◆ RECORDS SUPPLIED:

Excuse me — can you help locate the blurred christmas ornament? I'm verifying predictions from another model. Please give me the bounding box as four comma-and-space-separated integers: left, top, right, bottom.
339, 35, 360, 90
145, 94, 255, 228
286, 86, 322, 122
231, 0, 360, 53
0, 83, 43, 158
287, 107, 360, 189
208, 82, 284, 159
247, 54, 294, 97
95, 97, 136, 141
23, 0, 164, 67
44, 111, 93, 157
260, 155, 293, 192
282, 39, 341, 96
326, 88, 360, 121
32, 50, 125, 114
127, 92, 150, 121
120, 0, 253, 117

◆ WHAT YOU ARE ASKED TO DO: Would you write out the whole listing word for word?

◆ PROBLEM SOLUTION:
Excuse me — can you help locate the blurred christmas ornament? I'm verifying predictions from another model. Please give me the bounding box as four comma-and-space-separated integers: left, top, right, bottom.
339, 35, 360, 90
145, 94, 255, 228
286, 86, 322, 122
231, 0, 360, 53
0, 83, 43, 158
287, 107, 360, 189
208, 82, 284, 159
247, 54, 294, 97
95, 97, 136, 141
23, 0, 164, 67
44, 111, 93, 157
260, 155, 293, 192
282, 39, 341, 96
326, 88, 360, 121
32, 50, 125, 114
127, 92, 150, 121
120, 0, 253, 117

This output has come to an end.